**REQUIRED WORK**
Rewrite the data below, swapping "rough mask" for "coarse mask" everywhere it occurs and leaving everything else unchanged. Leave the pictures out of your answer.

Data excerpts:
========
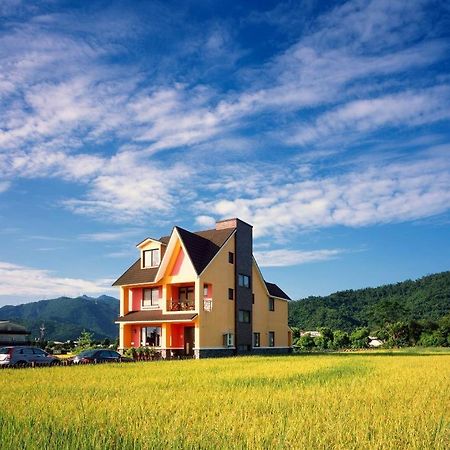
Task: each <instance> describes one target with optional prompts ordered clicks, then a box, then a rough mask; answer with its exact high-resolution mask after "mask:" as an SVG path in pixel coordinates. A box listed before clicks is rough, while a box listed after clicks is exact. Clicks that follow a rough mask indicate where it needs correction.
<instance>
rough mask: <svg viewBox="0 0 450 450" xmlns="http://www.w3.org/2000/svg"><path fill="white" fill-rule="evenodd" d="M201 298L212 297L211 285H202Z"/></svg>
mask: <svg viewBox="0 0 450 450" xmlns="http://www.w3.org/2000/svg"><path fill="white" fill-rule="evenodd" d="M203 297H204V298H211V297H212V285H211V284H206V283H205V284H204V285H203Z"/></svg>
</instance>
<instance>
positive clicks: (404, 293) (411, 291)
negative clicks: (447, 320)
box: [289, 271, 450, 334]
========
**ANSWER AREA**
Task: each <instance> describes one target with optional prompts ordered clicks, then a box, then a coarse mask; answer with its exact high-resolution mask after "mask:" as an SVG path in pixel coordinates. A box listed before clicks is rough, while a box listed after clicks is exact. Clicks that follow a coarse mask indicate where it needs correction.
<instance>
coarse mask: <svg viewBox="0 0 450 450" xmlns="http://www.w3.org/2000/svg"><path fill="white" fill-rule="evenodd" d="M201 298L212 297L211 285H202Z"/></svg>
mask: <svg viewBox="0 0 450 450" xmlns="http://www.w3.org/2000/svg"><path fill="white" fill-rule="evenodd" d="M203 297H204V298H211V297H212V285H211V284H206V283H205V284H204V285H203Z"/></svg>
</instance>
<instance>
positive clicks: (404, 293) (411, 291)
negative clicks: (447, 320)
box: [289, 271, 450, 334]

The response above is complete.